Task objective -> Extract each line of the material below that contains the word "gray". Treat uppercase and lowercase letters as distinct when matching.
◆ ◆ ◆ ◆ ◆ ◆ ◆
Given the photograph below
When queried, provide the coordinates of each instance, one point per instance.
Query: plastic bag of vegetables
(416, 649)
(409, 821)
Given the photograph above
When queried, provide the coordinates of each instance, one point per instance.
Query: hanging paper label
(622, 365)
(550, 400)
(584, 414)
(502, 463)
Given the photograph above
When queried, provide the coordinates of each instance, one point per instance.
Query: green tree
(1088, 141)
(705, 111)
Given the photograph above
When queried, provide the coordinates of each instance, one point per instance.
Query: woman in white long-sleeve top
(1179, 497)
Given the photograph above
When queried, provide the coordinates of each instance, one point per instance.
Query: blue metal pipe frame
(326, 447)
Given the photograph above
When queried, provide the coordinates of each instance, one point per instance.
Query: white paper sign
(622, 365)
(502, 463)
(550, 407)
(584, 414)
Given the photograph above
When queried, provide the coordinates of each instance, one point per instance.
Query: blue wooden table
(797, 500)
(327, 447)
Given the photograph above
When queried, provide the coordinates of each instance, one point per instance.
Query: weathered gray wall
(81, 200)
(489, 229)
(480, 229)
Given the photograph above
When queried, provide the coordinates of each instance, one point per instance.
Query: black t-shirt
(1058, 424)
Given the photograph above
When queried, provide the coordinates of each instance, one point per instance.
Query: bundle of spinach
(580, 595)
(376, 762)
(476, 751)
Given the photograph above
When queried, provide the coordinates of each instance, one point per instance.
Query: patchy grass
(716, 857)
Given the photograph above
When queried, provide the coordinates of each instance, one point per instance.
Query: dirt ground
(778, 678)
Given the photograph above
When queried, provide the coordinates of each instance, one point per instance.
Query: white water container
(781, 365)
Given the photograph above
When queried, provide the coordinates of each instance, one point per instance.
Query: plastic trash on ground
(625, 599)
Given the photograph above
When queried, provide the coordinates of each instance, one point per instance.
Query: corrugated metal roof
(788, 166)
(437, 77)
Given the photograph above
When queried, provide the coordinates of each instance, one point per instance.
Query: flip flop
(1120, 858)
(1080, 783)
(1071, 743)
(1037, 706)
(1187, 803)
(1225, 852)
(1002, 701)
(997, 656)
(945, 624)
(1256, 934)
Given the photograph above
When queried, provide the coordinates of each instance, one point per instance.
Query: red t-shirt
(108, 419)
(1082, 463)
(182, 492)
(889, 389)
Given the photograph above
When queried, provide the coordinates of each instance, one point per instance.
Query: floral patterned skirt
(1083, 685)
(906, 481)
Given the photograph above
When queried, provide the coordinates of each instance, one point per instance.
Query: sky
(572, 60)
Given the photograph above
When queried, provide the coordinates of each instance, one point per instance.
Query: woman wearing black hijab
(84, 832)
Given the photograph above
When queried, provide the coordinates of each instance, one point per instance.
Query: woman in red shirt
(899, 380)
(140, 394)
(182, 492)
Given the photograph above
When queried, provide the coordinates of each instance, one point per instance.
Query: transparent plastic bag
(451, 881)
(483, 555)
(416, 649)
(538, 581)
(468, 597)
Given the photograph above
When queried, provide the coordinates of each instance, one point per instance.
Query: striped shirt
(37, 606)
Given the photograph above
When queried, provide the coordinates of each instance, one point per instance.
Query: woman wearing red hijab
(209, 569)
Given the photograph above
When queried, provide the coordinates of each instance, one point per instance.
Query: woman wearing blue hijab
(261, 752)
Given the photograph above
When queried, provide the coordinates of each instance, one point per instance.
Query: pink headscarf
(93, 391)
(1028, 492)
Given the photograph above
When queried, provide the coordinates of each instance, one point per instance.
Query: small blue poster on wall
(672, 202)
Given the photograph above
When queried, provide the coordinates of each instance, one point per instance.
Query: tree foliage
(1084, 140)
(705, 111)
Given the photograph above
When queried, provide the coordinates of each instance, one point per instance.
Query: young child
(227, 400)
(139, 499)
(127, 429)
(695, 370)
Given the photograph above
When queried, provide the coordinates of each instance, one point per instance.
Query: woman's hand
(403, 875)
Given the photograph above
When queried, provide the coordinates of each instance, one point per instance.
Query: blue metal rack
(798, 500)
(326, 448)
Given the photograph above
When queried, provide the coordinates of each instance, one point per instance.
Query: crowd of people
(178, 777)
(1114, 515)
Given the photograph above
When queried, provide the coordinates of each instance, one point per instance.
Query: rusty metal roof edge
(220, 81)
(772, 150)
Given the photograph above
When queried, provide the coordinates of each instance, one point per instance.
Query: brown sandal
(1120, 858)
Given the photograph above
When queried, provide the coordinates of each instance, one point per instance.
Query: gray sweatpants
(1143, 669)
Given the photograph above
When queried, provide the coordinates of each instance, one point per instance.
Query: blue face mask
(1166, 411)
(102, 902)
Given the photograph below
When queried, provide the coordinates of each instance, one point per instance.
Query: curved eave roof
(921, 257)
◆ ◆ ◆ ◆ ◆ ◆ ◆
Completed task ->
Query: weathered gray wall
Query: gray sweatpants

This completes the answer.